= OBIETTIVO DELL'ESERCIZIO =
Cambia ogni occorrenza di "loc" in "coordinates" in tutto il materiale e riportalo senza altre modifiche. Non includere le immagini nella risposta.

= MATERIALE FORNITO =
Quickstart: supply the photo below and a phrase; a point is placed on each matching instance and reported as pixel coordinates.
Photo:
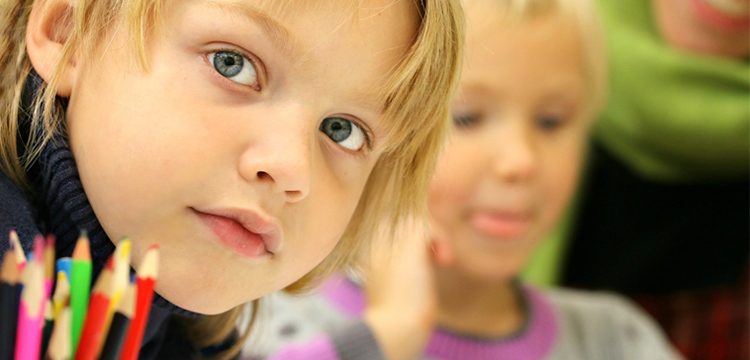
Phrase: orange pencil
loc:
(120, 278)
(145, 280)
(92, 334)
(15, 244)
(30, 312)
(59, 344)
(62, 294)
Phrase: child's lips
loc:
(500, 224)
(724, 15)
(245, 232)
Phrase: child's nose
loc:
(280, 159)
(515, 160)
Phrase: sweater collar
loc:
(64, 207)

= RISPOSTA AL COMPITO =
Quickstart: supply the photo below and a phrase; a point is placed on each matching instance and reported as pixel coordinates.
Photo:
Phrase: orange pencil
coordinates:
(120, 278)
(145, 280)
(92, 334)
(15, 244)
(30, 312)
(59, 344)
(62, 294)
Phrase: child's lips
coordinates:
(500, 224)
(724, 15)
(245, 232)
Phrase: child's nose
coordinates:
(280, 159)
(515, 160)
Phrase: sweater collar
coordinates:
(64, 207)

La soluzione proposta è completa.